Es natural que cada uno hable del baile en
función de cómo lo haya pasado y cuánto se haya divertido.
Por eso no es temerario sostener que llega a
su fin un año complicado e incierto que deja abiertos demasiados interrogantes
en un pueblo dividido por algunas actitudes autoritarias, que en lugar de
fortalecer nuestra democracia treintañera, la desubican dentro del marco de la
historia y la relegan al cenagoso terreno de las dudas.
Es
cierto que un enfoque así planteado puede levantar voces de reprobación y
descalificación, pero fue precisamente ese estilo el que identificó a los
enemigos del disenso y ardorosos amantes del discurso único que ahuyentaron las
bondades del diálogo, de la discrepancia y de la confrontación civilizada.

### BLOQUE DE DATOS

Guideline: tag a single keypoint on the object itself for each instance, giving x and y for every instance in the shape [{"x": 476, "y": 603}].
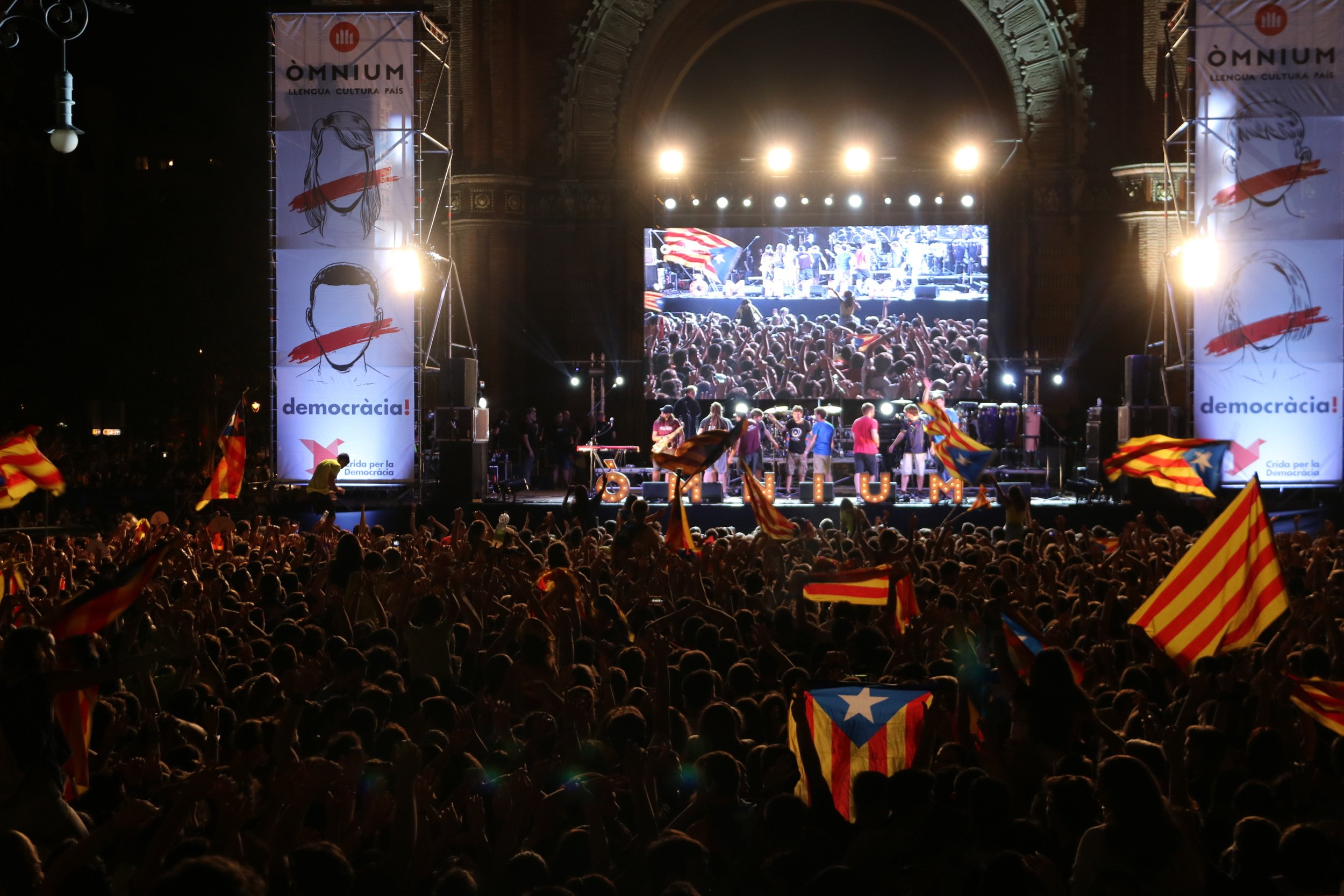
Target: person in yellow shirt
[{"x": 321, "y": 488}]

### CONSIGNA 1
Indica si cada afirmación coincide con el texto sobre el año que termina. Responde sí o no y cita las palabras exactas que lo deciden.
(a) El texto sostiene que la democracia tiene unos treinta años.
(b) Según el texto, el año que concluye deja resueltas todas las preguntas.
(c) El texto afirma que los enemigos del disenso promovieron el diálogo.
### CONSIGNA 2
Según el texto sobre el año que termina, ¿qué es lo que divide al pueblo?
### CONSIGNA 3
Prosigue el texto sobre el año que termina a partir de su última oración.

### RESPUESTA ESCRITA 1
(a) Sí: «nuestra democracia treintañera».
(b) No: «deja abiertos demasiados interrogantes».
(c) No: «ahuyentaron las bondades del diálogo».

### RESPUESTA ESCRITA 2
Algunas actitudes autoritarias.

### RESPUESTA ESCRITA 3
La madurez del respeto por el pensamiento
ajeno, de ninguna manera es inherente a la personalidad de los argentinos que
en general y desde el fondo de los tiempos nos embarcamos en las inútiles
antinomias del fanatismo que separó a blancos y negros, peronistas y radicales,
gordos y flacos, zurdos y fachos, pobres y ricos, Boca y River, Ford y
Chevrolet, Talleres y Belgrano, porteños y mediterráneos, pro K o anti K… y
para qué seguir enumerando lo que todos conocemos y a veces sufrimos.
Tantas veces se hicieron llamados a la unión
y a la concordia, que por repetidos y no tomados en cuenta, se transformaron en
poderosos elementos que ahondaron las divisiones por nuestra tonta costumbre de
creernos -cada uno- los dueños de la verdad bíblica, lo que no deja de ser una
expresión de soberbia.
Termina un año agitado y si en el almanaque
figuraran los días de convulsión resaltados en rojo, nos encontraríamos frente
a un repetido cuadro infernal porque fueron contados los tramos que pudimos
sentir alguna plenitud en pasajeras bonanzas.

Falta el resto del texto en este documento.